WHAT IS REQUIRED = Count the lines in the items below that contain the word "ground". Reply with the number alone.

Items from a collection
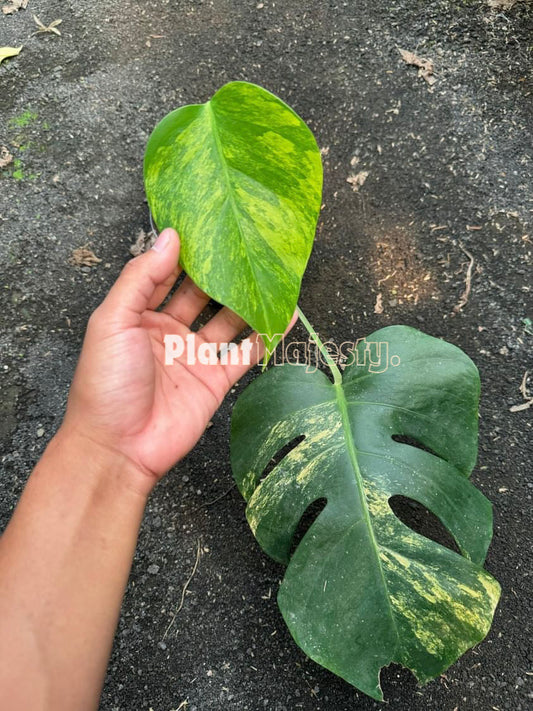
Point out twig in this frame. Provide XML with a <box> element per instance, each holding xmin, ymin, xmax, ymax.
<box><xmin>509</xmin><ymin>370</ymin><xmax>533</xmax><ymax>412</ymax></box>
<box><xmin>453</xmin><ymin>242</ymin><xmax>474</xmax><ymax>313</ymax></box>
<box><xmin>163</xmin><ymin>539</ymin><xmax>202</xmax><ymax>639</ymax></box>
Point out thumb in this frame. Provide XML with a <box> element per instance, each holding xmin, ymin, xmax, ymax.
<box><xmin>100</xmin><ymin>227</ymin><xmax>180</xmax><ymax>328</ymax></box>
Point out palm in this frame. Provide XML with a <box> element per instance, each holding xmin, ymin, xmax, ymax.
<box><xmin>68</xmin><ymin>240</ymin><xmax>261</xmax><ymax>476</ymax></box>
<box><xmin>125</xmin><ymin>311</ymin><xmax>236</xmax><ymax>471</ymax></box>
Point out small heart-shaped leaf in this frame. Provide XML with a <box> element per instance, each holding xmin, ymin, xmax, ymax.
<box><xmin>144</xmin><ymin>82</ymin><xmax>322</xmax><ymax>347</ymax></box>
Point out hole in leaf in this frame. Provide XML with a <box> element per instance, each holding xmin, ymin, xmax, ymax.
<box><xmin>389</xmin><ymin>495</ymin><xmax>461</xmax><ymax>554</ymax></box>
<box><xmin>392</xmin><ymin>435</ymin><xmax>444</xmax><ymax>459</ymax></box>
<box><xmin>259</xmin><ymin>435</ymin><xmax>305</xmax><ymax>481</ymax></box>
<box><xmin>289</xmin><ymin>498</ymin><xmax>328</xmax><ymax>558</ymax></box>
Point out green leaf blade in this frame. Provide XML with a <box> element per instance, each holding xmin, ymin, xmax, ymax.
<box><xmin>232</xmin><ymin>327</ymin><xmax>499</xmax><ymax>698</ymax></box>
<box><xmin>144</xmin><ymin>82</ymin><xmax>322</xmax><ymax>347</ymax></box>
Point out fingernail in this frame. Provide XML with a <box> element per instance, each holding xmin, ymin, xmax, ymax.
<box><xmin>152</xmin><ymin>229</ymin><xmax>172</xmax><ymax>252</ymax></box>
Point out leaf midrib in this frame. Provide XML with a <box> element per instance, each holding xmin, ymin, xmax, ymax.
<box><xmin>204</xmin><ymin>101</ymin><xmax>274</xmax><ymax>333</ymax></box>
<box><xmin>333</xmin><ymin>382</ymin><xmax>400</xmax><ymax>645</ymax></box>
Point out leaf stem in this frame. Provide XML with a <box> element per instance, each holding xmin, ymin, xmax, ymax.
<box><xmin>296</xmin><ymin>306</ymin><xmax>342</xmax><ymax>385</ymax></box>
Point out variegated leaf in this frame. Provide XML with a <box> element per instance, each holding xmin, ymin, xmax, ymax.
<box><xmin>231</xmin><ymin>326</ymin><xmax>499</xmax><ymax>699</ymax></box>
<box><xmin>144</xmin><ymin>82</ymin><xmax>322</xmax><ymax>347</ymax></box>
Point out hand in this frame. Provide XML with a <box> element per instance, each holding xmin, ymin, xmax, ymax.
<box><xmin>62</xmin><ymin>229</ymin><xmax>295</xmax><ymax>488</ymax></box>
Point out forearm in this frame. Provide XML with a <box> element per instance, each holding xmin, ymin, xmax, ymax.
<box><xmin>0</xmin><ymin>431</ymin><xmax>149</xmax><ymax>711</ymax></box>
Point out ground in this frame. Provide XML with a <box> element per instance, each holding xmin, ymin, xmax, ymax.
<box><xmin>0</xmin><ymin>0</ymin><xmax>533</xmax><ymax>711</ymax></box>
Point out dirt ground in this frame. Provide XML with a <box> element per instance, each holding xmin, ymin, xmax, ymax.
<box><xmin>0</xmin><ymin>0</ymin><xmax>533</xmax><ymax>711</ymax></box>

ANSWER BELOW = 2